All of the records below need to be returned exactly.

[Dataset Boundary: Start]

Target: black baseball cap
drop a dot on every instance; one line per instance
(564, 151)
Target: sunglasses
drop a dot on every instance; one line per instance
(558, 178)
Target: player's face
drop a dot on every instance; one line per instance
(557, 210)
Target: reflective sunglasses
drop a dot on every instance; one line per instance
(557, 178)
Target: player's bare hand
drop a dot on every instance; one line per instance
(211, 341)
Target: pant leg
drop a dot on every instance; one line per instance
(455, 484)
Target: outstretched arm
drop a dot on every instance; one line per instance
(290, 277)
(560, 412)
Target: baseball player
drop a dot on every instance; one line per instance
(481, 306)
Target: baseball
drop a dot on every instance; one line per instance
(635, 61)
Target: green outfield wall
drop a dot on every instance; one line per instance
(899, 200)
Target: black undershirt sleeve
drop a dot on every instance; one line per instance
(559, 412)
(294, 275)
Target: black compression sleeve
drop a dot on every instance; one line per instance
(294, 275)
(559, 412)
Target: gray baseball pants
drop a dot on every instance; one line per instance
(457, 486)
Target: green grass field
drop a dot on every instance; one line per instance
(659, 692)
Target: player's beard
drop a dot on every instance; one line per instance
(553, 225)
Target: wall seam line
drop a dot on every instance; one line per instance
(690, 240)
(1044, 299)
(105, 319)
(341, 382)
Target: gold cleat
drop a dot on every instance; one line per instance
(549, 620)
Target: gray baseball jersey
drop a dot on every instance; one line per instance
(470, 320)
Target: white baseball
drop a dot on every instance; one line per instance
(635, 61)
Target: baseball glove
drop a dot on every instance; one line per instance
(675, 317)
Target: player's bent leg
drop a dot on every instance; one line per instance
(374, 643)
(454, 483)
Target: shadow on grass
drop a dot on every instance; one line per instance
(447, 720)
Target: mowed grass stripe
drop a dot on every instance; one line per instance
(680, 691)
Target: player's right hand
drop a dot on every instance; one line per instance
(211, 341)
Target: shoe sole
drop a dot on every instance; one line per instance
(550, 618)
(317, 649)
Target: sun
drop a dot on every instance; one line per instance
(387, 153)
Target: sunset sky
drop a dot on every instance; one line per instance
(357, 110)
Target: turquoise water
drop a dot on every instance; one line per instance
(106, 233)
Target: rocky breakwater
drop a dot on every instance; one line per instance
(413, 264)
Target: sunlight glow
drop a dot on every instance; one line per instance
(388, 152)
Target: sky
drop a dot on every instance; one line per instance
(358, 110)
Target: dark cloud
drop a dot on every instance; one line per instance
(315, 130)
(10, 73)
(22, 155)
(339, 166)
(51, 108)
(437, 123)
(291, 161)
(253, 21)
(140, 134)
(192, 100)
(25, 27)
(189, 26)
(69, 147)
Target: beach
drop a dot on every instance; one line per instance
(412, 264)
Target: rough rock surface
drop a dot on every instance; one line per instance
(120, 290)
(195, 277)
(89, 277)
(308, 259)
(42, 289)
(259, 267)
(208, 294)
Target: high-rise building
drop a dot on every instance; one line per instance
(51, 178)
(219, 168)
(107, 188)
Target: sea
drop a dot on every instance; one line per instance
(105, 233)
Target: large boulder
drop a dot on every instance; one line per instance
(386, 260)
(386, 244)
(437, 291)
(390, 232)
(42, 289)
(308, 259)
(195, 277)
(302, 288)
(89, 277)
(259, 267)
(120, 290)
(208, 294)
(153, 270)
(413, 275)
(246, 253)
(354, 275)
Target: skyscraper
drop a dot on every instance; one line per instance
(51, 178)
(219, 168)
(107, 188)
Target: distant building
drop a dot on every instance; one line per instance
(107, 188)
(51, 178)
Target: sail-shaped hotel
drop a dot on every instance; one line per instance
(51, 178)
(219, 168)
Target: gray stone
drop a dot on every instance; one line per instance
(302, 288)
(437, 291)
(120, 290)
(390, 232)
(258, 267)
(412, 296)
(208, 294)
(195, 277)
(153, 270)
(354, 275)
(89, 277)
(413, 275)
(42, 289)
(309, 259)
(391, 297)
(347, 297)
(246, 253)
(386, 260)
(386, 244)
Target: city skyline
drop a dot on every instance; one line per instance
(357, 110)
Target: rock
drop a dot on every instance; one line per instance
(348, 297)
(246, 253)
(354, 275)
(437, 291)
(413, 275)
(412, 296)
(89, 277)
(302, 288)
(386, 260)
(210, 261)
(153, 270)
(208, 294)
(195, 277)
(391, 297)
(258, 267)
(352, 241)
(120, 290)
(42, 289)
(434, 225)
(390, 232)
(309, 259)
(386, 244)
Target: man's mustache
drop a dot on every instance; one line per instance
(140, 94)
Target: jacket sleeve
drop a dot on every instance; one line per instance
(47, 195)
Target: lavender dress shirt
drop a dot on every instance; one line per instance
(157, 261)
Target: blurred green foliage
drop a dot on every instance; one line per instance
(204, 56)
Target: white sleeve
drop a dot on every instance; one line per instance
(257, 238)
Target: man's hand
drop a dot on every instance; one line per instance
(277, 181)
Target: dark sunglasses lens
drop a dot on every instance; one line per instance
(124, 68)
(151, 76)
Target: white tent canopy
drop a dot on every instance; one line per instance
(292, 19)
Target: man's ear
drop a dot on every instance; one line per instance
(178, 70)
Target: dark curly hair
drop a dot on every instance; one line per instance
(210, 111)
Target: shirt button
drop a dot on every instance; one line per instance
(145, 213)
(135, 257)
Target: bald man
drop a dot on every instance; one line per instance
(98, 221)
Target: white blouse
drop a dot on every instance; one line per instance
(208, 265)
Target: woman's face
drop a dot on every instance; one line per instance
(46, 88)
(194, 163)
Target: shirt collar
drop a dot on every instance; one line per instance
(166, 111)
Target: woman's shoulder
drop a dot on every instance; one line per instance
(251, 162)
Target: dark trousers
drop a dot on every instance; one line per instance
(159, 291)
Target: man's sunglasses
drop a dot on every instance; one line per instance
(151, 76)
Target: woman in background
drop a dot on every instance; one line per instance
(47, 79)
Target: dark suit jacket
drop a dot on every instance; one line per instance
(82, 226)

[Dataset Boundary: End]

• **Solved problem**
Target: black baseball cap
drop a dot on every instance; one line per instance
(564, 151)
Target: sunglasses
drop a dot on every instance; one line per instance
(558, 178)
Target: player's face
drop a dot on every instance; one line per instance
(557, 210)
Target: reflective sunglasses
drop a dot on every instance; one line per instance
(557, 178)
Target: player's bare hand
drop a dot on every instance; one line per instance
(211, 341)
Target: pant leg
drop a dot on every instance; one line per instance
(455, 484)
Target: outstretched arm
drop a dot on every instance; one line per instance
(290, 277)
(560, 412)
Target: baseball player
drop a dot on every instance; one line per instance
(481, 306)
Target: baseball
drop a dot on every instance; one line per instance
(635, 61)
Target: green outfield wall
drop a dot on every instance; one line per instance
(899, 200)
Target: black undershirt sleeve
drop a dot on every instance; one line per instance
(559, 412)
(294, 275)
Target: black compression sleeve
drop a dot on every instance; one line per instance
(294, 275)
(559, 412)
Target: gray baseball pants
drop a dot on every instance; one line per instance
(457, 486)
Target: green grass field
drop a dot on every instance; one line per instance
(659, 692)
Target: player's beard
drop a dot on every instance; one line per instance
(553, 225)
Target: wall seam line
drop a dot on every instance; one line per instance
(690, 240)
(1044, 299)
(105, 319)
(341, 382)
Target: gold cleat
drop a dot on every instance; one line per instance
(549, 620)
Target: gray baseball jersey
drop a dot on every instance; one line per instance
(470, 320)
Target: white baseball
drop a dot on every instance; one line per instance
(635, 61)
Target: baseball glove
drop a dot on every instance; one line per instance
(675, 317)
Target: player's bent leg
drop a dot on every instance; one line per instance
(374, 643)
(454, 483)
Target: shadow on grass
drop a dot on every instance; one line per instance
(447, 720)
Target: mowed grass stripe
drop a dot on every instance; one line per instance
(680, 691)
Target: player's right hand
drop a dot on every instance; one line per instance
(211, 341)
Target: shoe sole
drop a dot on every instance; one line per instance
(550, 618)
(317, 649)
Target: sun
drop a dot on every instance; one line per instance
(387, 153)
Target: sunset sky
drop a dot on every instance; one line per instance
(357, 110)
Target: turquoise water
drop a dot on every instance; one line per instance
(106, 233)
Target: rocky breakwater
drop a dot on every instance; one line per instance
(413, 264)
Target: sunlight glow
drop a dot on every instance; one line per instance
(388, 152)
Target: sky
drop a dot on every instance; one line per instance
(358, 110)
Target: dark cloud
drop a dot on every instance; one line per instance
(315, 130)
(10, 73)
(22, 155)
(339, 166)
(51, 108)
(437, 123)
(291, 161)
(253, 21)
(140, 134)
(192, 100)
(25, 27)
(189, 26)
(69, 147)
Target: beach
drop a dot on every instance; one line per instance
(412, 264)
Target: rough rock surface
drop a dot on every instance; one line per instance
(120, 290)
(195, 277)
(89, 277)
(308, 259)
(42, 289)
(259, 267)
(208, 294)
Target: high-rise building
drop a dot on every instance; one line per instance
(51, 178)
(219, 168)
(107, 188)
Target: sea
drop a dot on every instance; one line per instance
(105, 233)
Target: large boulder
drop a dot on every instance; one line per instance
(386, 260)
(386, 244)
(437, 291)
(390, 232)
(42, 289)
(308, 259)
(195, 277)
(302, 288)
(89, 277)
(259, 267)
(120, 290)
(208, 294)
(153, 270)
(413, 275)
(246, 253)
(354, 275)
Target: skyscraper
drop a dot on every instance; one line per instance
(51, 178)
(219, 168)
(107, 188)
Target: distant building
drop a dot on every instance; one line per instance
(107, 188)
(51, 178)
Target: sail-shaped hotel
drop a dot on every instance; one line per instance
(51, 178)
(219, 168)
Target: gray stone
drop a dot on every instance; one line per instance
(302, 288)
(437, 291)
(120, 290)
(390, 232)
(258, 267)
(412, 296)
(208, 294)
(195, 277)
(153, 270)
(354, 275)
(89, 277)
(413, 275)
(42, 289)
(309, 259)
(391, 297)
(347, 297)
(246, 253)
(386, 260)
(386, 244)
Target: city skyline
drop a dot on every instance; one line per instance
(357, 110)
Target: rock
drop a dot on every instance; one line per instance
(348, 297)
(246, 253)
(354, 275)
(437, 291)
(413, 275)
(412, 296)
(89, 277)
(302, 288)
(386, 260)
(210, 261)
(153, 270)
(208, 294)
(195, 277)
(391, 297)
(258, 267)
(352, 241)
(120, 290)
(42, 289)
(434, 225)
(390, 232)
(309, 259)
(386, 244)
Target: man's mustache
drop a dot on every instance; one line per instance
(140, 94)
Target: jacket sleeve
drop a dot on every instance; one line per instance
(47, 195)
Target: lavender dress shirt
drop a dot on every instance; one line per instance
(157, 261)
Target: blurred green foliage
drop a dot on every instance; one line per instance
(204, 56)
Target: white sleeve
drop a dot on every instance; one line per instance
(257, 238)
Target: man's hand
drop a dot on every instance; one line per instance
(277, 181)
Target: dark sunglasses lens
drop a dot on every instance; one line per instance
(124, 68)
(151, 76)
Target: white tent canopy
drop a dot on every instance; one line per instance
(292, 19)
Target: man's ear
drop a dot on every instance; one line per instance
(178, 70)
Target: dark curly hair
drop a dot on every instance; one line per instance
(210, 111)
Target: shirt button
drop a dot on every instance; one line per instance
(145, 213)
(135, 257)
Target: bald man
drop a dot on every instance; one line per instance
(98, 221)
Target: white blouse
drop a dot on every instance; one line per instance
(208, 265)
Target: woman's face
drop a dot on every instance; one line per instance
(46, 88)
(194, 163)
Target: shirt collar
drop a dot on every instance; one line per instance
(166, 111)
Target: woman's shoulder
drop a dot on every instance; one line per instance
(251, 162)
Target: dark trousers
drop a dot on every instance; one line per instance
(159, 291)
Target: man's sunglasses
drop a dot on every instance; one line per instance
(151, 76)
Target: woman in background
drop a dot on every instance; one line per instance
(47, 79)
Target: dark suit jacket
drop a dot on every instance; one line per instance
(82, 226)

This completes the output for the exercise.